» **Testo del documento**:
:::

Regia di Fabrizio Parenti

Visto all’Out Off di Milano _ 5 -17 ottobre 2010

La notizia, su “Time” del 25 ottobre, è incoraggiante: dopo anni di deludenti sperimentazioni sui vaccini e collaudi di inefficaci farmaci, sembra che gli scienziati abbiano finalmente al vaglio diverse nuove strategie per bloccare la malattia che ruba la memoria, giusto in tempo per anticiparne l’irreversibile esplosione.

Oggi il tema Alzheimer è all’ordine del giorno, quanto per i medici tanto per i pazienti e i loro familiari. Il morbo per il quale non esiste ancora una cura certa colpisce più di 5 milioni di persone negli Stati Uniti, un dato che salirà a più di 13 milioni nel 2050. Da più parti si comincia a squarciare il velo di ignoranza, mista a una quasi omertà, che circolava intorno alle conseguenze della sindrome che espugna i ricordi e annebbia le fantasie, cancella i nomi e precipita nell’oblio.

Oggi si sente il bisogno di sapere, per affrontare preparati i momenti più duri della malattia; di condividere, per non affogare nel dolore di vedere una madre o un padre che non riconoscono più i loro figli; di parlare, prima che l’angoscia chiuda il cuore di chi sopporta per anni il decadimento e la regressione dei propri cari.

:::

» **I tuoi compiti**:
1. Secondo il testo, quante persone colpisce oggi negli Stati Uniti il morbo di Alzheimer?
2. Estrai dal testo il passo che va da "La notizia, su" fino a "anticiparne l’irreversibile esplosione.".
3. Elenca tutte le azioni che il testo attribuisce alla sindrome nella frase che comincia con "Da più parti".

:::

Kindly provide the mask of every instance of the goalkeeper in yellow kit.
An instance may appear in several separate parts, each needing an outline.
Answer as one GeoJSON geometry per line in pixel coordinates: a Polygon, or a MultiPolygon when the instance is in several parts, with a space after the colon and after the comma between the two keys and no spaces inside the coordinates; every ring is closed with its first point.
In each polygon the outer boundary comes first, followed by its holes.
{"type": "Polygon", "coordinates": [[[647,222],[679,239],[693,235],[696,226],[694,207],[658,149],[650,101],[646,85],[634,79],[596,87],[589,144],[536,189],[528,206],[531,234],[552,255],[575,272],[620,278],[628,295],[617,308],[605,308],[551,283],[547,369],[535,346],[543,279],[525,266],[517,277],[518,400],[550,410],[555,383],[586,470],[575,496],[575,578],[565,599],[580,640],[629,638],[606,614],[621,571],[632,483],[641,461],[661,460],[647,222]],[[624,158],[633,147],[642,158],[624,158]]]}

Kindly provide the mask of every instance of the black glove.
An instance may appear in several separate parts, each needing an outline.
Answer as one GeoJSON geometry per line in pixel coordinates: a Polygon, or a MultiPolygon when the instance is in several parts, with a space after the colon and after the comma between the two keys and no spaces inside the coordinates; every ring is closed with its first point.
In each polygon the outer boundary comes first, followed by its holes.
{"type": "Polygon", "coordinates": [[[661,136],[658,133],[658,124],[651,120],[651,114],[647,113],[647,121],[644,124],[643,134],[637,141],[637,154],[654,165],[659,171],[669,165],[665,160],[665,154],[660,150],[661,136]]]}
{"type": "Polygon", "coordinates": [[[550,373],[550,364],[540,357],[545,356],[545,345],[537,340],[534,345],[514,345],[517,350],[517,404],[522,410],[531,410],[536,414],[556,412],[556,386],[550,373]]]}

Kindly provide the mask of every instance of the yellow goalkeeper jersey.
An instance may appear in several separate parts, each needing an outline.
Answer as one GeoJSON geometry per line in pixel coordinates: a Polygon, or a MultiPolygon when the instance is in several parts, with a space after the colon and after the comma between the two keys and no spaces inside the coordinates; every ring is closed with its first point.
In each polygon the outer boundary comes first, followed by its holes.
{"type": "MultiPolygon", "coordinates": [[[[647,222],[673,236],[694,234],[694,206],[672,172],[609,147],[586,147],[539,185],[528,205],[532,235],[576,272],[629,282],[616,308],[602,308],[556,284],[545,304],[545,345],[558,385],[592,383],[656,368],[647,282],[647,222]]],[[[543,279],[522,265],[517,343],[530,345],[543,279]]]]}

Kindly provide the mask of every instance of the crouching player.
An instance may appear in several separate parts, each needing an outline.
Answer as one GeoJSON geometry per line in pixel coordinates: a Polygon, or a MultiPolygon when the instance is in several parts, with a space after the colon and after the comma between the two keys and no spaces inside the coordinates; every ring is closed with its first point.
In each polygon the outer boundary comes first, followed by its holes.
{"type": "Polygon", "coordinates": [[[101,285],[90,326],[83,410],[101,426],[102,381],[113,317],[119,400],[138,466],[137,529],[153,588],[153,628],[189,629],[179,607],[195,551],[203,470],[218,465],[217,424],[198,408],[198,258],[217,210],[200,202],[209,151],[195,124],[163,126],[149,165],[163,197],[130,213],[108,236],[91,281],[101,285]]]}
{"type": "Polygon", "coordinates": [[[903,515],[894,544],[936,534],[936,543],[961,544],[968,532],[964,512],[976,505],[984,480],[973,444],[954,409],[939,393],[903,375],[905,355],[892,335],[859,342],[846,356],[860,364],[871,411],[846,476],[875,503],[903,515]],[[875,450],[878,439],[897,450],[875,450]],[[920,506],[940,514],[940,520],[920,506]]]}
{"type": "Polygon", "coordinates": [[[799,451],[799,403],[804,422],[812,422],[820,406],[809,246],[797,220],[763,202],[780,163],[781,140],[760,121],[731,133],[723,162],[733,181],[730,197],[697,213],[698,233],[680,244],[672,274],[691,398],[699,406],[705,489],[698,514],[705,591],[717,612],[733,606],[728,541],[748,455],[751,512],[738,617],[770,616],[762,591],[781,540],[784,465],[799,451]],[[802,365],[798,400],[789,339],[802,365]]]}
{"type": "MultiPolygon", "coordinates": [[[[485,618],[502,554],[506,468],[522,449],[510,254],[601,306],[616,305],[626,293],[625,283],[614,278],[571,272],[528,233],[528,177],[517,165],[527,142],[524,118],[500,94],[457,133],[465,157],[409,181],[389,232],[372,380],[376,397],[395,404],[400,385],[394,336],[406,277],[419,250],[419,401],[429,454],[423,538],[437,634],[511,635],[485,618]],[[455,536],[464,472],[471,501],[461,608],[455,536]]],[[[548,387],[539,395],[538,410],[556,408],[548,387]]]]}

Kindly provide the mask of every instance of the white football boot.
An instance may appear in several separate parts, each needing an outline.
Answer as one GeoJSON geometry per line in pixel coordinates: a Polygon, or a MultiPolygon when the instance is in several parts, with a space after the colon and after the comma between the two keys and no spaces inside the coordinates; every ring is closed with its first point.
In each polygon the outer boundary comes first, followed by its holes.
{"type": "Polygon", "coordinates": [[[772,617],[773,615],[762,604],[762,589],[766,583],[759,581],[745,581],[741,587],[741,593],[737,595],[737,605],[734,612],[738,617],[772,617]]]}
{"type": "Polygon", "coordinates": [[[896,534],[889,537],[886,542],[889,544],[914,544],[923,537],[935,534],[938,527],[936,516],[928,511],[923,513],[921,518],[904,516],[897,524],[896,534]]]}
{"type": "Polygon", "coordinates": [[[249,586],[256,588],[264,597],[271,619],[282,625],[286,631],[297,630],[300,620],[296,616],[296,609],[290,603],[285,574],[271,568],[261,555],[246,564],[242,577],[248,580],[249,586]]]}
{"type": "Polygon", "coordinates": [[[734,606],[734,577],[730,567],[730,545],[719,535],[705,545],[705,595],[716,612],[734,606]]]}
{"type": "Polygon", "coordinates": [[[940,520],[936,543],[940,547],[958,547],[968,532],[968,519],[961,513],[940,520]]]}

:::

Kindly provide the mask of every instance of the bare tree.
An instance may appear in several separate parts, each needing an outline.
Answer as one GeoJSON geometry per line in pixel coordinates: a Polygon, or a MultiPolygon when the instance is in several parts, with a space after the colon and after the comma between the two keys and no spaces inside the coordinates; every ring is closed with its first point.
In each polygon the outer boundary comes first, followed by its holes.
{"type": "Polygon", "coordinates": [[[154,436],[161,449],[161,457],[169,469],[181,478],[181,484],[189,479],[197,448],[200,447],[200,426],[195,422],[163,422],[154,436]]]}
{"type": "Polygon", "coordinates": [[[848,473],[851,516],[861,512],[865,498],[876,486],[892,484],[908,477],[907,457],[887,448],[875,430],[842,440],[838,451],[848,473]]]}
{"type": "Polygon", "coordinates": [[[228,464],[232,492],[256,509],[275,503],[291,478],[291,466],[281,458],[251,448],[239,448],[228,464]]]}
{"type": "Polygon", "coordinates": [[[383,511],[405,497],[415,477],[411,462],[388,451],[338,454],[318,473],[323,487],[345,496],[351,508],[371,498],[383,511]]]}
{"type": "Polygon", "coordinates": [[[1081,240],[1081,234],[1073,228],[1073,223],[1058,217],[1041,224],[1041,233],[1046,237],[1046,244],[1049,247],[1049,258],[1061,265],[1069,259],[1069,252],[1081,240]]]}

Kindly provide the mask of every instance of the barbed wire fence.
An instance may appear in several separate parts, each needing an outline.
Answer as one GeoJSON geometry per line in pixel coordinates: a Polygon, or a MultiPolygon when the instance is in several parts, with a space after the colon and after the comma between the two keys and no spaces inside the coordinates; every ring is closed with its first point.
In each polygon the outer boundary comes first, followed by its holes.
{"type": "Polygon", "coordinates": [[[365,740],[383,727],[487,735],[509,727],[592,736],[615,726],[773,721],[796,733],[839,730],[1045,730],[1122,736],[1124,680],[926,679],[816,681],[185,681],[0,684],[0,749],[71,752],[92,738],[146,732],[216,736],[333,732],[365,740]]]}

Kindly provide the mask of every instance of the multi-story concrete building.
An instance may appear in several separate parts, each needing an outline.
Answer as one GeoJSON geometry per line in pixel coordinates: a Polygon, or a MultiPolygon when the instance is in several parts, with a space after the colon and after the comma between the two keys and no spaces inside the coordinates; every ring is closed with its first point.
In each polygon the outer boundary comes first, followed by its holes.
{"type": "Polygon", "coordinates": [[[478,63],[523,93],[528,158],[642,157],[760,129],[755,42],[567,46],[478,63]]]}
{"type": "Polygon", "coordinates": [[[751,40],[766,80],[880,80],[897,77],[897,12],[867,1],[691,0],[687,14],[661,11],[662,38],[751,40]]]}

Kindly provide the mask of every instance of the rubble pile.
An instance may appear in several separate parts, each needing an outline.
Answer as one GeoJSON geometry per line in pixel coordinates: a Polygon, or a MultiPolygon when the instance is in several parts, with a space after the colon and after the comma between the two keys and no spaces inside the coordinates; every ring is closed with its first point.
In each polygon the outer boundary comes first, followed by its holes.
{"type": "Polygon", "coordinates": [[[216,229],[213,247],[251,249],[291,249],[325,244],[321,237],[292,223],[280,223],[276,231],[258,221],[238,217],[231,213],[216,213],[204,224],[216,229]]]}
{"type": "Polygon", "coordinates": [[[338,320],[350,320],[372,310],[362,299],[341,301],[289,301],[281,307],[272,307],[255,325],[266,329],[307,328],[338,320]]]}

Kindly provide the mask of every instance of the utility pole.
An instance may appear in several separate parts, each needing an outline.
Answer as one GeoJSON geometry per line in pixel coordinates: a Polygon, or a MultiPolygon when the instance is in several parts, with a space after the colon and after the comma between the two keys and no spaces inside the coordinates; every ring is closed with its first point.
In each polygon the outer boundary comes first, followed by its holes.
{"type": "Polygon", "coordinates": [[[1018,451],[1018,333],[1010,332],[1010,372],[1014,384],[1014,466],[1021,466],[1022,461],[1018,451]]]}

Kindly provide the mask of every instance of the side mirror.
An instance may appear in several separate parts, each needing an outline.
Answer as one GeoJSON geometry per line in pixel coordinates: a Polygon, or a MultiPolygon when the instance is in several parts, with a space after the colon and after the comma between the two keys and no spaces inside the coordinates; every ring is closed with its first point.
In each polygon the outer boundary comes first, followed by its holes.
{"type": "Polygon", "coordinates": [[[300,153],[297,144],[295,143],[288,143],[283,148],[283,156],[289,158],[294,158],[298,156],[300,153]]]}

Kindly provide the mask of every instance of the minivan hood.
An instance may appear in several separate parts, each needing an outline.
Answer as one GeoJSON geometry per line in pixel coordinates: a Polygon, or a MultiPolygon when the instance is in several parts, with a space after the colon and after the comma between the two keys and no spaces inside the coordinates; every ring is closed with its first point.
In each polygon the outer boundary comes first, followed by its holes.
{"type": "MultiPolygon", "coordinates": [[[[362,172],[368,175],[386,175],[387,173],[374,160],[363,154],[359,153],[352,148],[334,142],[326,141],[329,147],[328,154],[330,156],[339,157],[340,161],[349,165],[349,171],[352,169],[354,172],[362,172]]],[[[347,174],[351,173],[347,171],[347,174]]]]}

:::

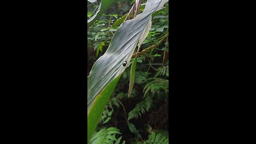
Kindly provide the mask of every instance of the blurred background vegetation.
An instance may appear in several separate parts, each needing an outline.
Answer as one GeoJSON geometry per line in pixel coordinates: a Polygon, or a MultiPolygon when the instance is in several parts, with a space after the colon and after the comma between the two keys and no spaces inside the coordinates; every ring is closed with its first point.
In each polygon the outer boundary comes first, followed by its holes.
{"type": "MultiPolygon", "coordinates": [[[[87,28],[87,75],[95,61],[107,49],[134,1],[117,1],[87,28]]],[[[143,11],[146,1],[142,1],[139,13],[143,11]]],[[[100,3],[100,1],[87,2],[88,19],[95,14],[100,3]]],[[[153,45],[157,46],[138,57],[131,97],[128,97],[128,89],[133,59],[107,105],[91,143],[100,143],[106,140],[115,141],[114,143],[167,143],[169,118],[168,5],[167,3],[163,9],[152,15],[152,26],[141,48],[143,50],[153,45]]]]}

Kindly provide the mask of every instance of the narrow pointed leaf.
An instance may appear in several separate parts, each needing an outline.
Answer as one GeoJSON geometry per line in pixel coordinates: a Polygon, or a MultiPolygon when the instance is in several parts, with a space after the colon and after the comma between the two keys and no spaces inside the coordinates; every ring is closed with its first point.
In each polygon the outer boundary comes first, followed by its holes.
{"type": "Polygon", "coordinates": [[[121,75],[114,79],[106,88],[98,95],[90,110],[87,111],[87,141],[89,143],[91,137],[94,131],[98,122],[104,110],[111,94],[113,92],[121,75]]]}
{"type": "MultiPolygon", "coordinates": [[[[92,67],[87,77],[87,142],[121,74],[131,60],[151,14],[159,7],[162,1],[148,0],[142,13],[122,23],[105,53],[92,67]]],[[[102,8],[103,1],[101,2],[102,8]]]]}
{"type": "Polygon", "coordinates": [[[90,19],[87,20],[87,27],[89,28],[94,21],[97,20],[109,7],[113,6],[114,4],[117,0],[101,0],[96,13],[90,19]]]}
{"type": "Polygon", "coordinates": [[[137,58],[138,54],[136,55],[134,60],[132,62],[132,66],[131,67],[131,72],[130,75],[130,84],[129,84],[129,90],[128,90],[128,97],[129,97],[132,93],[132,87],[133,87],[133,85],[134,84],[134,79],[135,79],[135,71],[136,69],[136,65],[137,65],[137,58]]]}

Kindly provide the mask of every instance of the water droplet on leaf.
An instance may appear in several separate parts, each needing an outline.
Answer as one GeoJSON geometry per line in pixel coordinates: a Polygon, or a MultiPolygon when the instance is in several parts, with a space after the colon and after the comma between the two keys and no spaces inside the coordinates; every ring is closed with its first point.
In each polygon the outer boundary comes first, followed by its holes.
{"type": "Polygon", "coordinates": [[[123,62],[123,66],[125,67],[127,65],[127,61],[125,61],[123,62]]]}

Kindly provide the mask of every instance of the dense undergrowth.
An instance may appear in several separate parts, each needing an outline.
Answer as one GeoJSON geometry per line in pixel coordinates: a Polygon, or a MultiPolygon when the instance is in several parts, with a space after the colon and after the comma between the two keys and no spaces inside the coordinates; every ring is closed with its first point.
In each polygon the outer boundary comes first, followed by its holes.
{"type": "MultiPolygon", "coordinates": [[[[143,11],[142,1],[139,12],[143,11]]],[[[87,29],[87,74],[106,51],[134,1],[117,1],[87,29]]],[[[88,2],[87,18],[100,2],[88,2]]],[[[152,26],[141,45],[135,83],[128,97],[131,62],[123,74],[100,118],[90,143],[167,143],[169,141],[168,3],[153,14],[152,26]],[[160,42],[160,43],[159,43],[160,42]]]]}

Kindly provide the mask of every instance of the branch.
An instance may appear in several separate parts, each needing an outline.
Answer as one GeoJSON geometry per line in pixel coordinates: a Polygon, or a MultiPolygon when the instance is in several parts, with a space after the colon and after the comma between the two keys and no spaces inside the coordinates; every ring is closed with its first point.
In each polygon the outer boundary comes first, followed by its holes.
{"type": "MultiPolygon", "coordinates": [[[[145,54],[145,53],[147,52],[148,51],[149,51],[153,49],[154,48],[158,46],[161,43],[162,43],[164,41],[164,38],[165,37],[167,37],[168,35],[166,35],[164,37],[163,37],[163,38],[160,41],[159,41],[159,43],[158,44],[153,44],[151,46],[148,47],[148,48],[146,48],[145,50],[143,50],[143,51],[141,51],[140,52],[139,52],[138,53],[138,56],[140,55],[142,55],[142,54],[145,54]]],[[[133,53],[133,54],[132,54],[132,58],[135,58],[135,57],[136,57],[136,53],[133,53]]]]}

:::

» **Soluzioni degli esercizi**:
1. Più di 5 milioni di persone.

2.
La notizia, su “Time” del 25 ottobre, è incoraggiante: dopo anni di deludenti sperimentazioni sui vaccini e collaudi di inefficaci farmaci, sembra che gli scienziati abbiano finalmente al vaglio diverse nuove strategie per bloccare la malattia che ruba la memoria, giusto in tempo per anticiparne l’irreversibile esplosione.

3. Espugna i ricordi; annebbia le fantasie; cancella i nomi; precipita nell'oblio.